- _Required work_:
• 1. Reproduce the stretch of the civil-military relations passage from "The volume will" through "of permanent crisis.".
• 2. In the civil-military relations passage, which scholar of Canadian civil-military relations served for many years inside the CAF?

- _Text_:
Some evidence of that:

The volume will show that none of this is really that new.  One of my pet peeves in the conversations was the references to civilian control as "interventions" suggesting that they were episodic at best, rather than a continuous management of the armed forces.  In between "interventions" the military was left to its own devices, which often thwarted civilian intent.  So, yeah, I am comfy with the notion of permanent crisis.  

The idea of the workshop was to have a group of sharp folks present their draft chapters and then get a heap of feedback from the group.  The aim was both to improve each paper and draw connections among them.  It was a great group including both senior and junior academics, former and active military officers, former government officials from DND and other government agencies, historians and political scientists.  Our goal is to complete the volume this summer and submit it to a press so that it gets out hopefully in 2025.

 Some of the things I learned or are starting to think about:

  • How much of the expertise outside of the military is still ... military? That is, how many defence historians, for instance, had significant military careers?  One of the few consistent scholars of Canadian civil-military relations, Doug Bland, served for many years inside the CAF.  His work tends to take more seriously the challenges of civilian control of the armed forces, so I wouldn't put him into the protector category.

- _Source data_:
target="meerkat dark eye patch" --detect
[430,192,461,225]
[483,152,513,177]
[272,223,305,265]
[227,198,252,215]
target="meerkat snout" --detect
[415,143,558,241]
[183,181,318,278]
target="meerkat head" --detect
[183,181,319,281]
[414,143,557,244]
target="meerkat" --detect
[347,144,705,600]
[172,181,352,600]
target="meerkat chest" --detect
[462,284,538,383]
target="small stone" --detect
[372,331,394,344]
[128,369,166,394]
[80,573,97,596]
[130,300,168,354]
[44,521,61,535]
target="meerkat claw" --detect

==

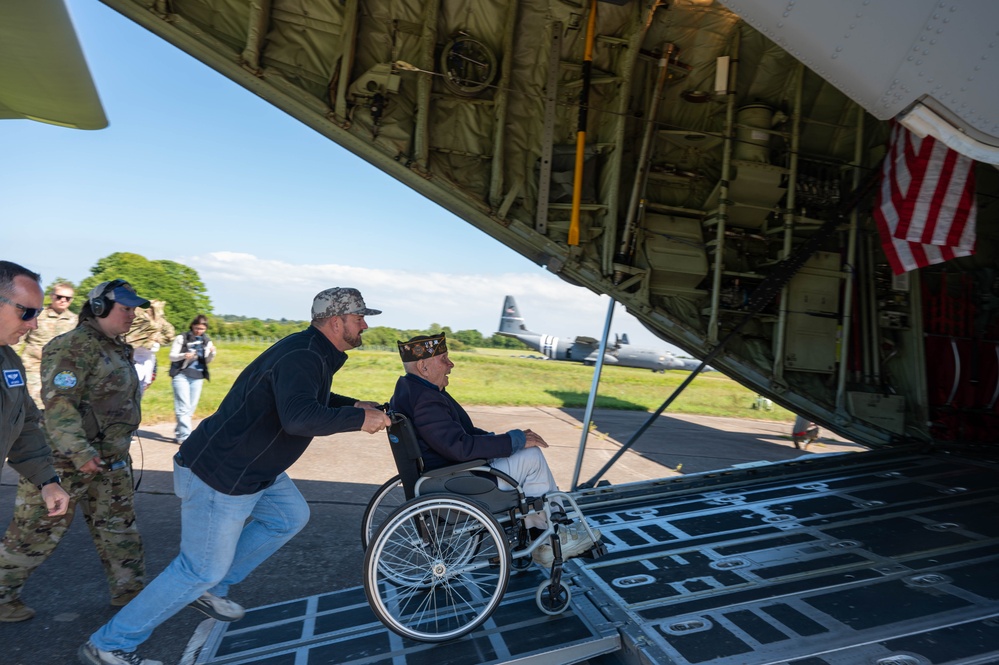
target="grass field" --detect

- _Task results_:
• 1.
The volume will show that none of this is really that new.  One of my pet peeves in the conversations was the references to civilian control as "interventions" suggesting that they were episodic at best, rather than a continuous management of the armed forces.  In between "interventions" the military was left to its own devices, which often thwarted civilian intent.  So, yeah, I am comfy with the notion of permanent crisis.

• 2. Doug Bland